GIVEN REQUEST: Reproduce verbatim everything in the listing below, from the line containing "stone block occupies?" down to the final line of the listing, both lines included.

RECORDS FOR THE EXERCISE:
---

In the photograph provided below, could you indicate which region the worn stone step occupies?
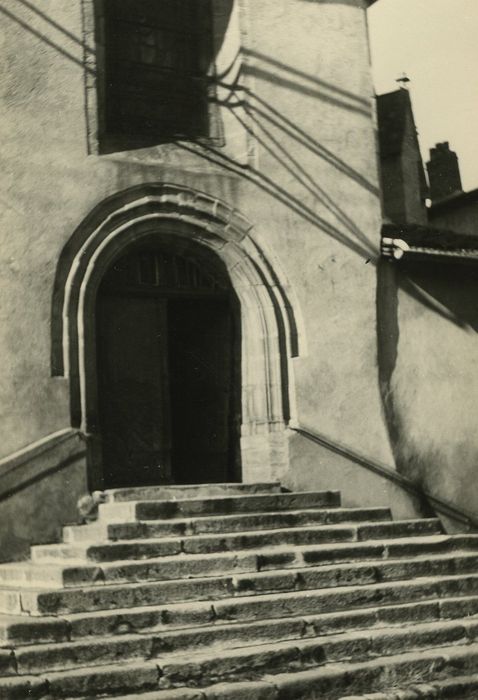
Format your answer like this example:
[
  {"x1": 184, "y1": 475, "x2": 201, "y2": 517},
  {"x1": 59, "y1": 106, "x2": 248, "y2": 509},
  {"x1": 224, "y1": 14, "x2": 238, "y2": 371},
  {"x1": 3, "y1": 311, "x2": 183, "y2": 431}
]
[
  {"x1": 104, "y1": 481, "x2": 282, "y2": 503},
  {"x1": 0, "y1": 596, "x2": 478, "y2": 646},
  {"x1": 0, "y1": 568, "x2": 478, "y2": 617},
  {"x1": 99, "y1": 681, "x2": 278, "y2": 700},
  {"x1": 99, "y1": 491, "x2": 340, "y2": 522},
  {"x1": 31, "y1": 518, "x2": 442, "y2": 562},
  {"x1": 0, "y1": 643, "x2": 478, "y2": 700},
  {"x1": 5, "y1": 618, "x2": 478, "y2": 684},
  {"x1": 63, "y1": 508, "x2": 391, "y2": 543},
  {"x1": 0, "y1": 535, "x2": 478, "y2": 588},
  {"x1": 263, "y1": 643, "x2": 478, "y2": 700},
  {"x1": 340, "y1": 673, "x2": 478, "y2": 700}
]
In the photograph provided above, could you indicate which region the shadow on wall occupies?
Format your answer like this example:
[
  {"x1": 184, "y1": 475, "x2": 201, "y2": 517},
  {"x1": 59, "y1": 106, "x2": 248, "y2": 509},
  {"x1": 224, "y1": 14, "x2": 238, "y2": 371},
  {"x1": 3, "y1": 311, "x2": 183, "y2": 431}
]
[
  {"x1": 377, "y1": 260, "x2": 478, "y2": 514},
  {"x1": 0, "y1": 0, "x2": 378, "y2": 264}
]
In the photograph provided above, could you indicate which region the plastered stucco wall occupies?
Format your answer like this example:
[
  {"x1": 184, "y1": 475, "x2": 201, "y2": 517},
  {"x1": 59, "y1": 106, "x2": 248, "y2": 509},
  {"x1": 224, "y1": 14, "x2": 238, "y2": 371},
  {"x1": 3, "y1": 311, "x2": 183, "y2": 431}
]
[
  {"x1": 0, "y1": 0, "x2": 393, "y2": 524},
  {"x1": 429, "y1": 196, "x2": 478, "y2": 236},
  {"x1": 378, "y1": 261, "x2": 478, "y2": 526}
]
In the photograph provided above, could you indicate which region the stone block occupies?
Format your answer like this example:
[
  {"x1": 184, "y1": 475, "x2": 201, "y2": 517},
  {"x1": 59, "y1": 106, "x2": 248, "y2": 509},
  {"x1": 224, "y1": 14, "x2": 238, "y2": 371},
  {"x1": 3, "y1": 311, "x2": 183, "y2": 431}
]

---

EXERCISE SOLUTION:
In the photograph provided above, could you indicate which region the stone block occupies?
Format your answer like this example:
[
  {"x1": 184, "y1": 475, "x2": 201, "y2": 517},
  {"x1": 59, "y1": 106, "x2": 248, "y2": 509},
  {"x1": 224, "y1": 14, "x2": 238, "y2": 371},
  {"x1": 3, "y1": 311, "x2": 183, "y2": 431}
]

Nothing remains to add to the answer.